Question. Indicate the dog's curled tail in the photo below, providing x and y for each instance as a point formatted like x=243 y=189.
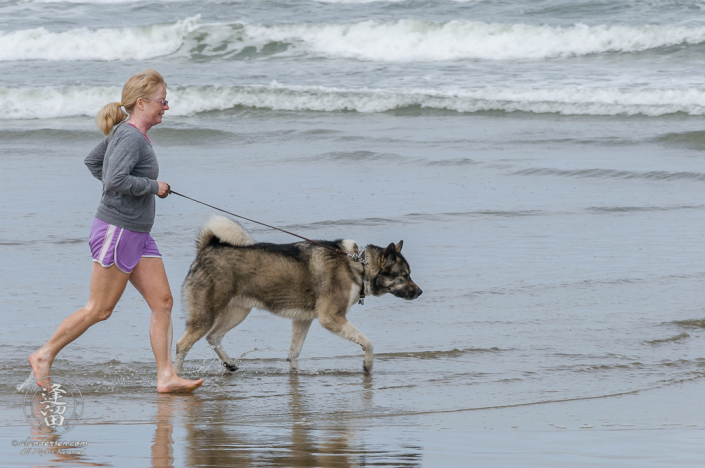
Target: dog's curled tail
x=225 y=230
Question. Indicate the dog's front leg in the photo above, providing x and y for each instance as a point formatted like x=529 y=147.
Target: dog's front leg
x=339 y=325
x=298 y=335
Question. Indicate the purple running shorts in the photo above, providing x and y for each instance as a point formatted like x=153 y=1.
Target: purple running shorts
x=112 y=244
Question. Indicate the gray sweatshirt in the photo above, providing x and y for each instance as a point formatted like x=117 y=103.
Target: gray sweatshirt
x=127 y=165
· · · ·
## Activity
All of the material above must be given again verbatim, except for the pictures.

## Finished exercise
Question. Indicate the dog's curled tail in the photo below, providing x and y for each instance as a point formatted like x=243 y=189.
Target: dog's curled tail
x=225 y=230
Question. Indicate the dog's front leg in the photo above, providing x and y for each instance as a point formatted like x=529 y=147.
Target: dog's front leg
x=339 y=325
x=298 y=335
Question. Indicate the purple running shorts in the photo above, providing x and y for each instance as a point formatted like x=153 y=1.
Target: purple running shorts
x=112 y=244
Question. Indicate the gray sweatshirt in the photo above, providing x and y for each instance as a point formatted like x=117 y=103.
Target: gray sweatshirt
x=127 y=165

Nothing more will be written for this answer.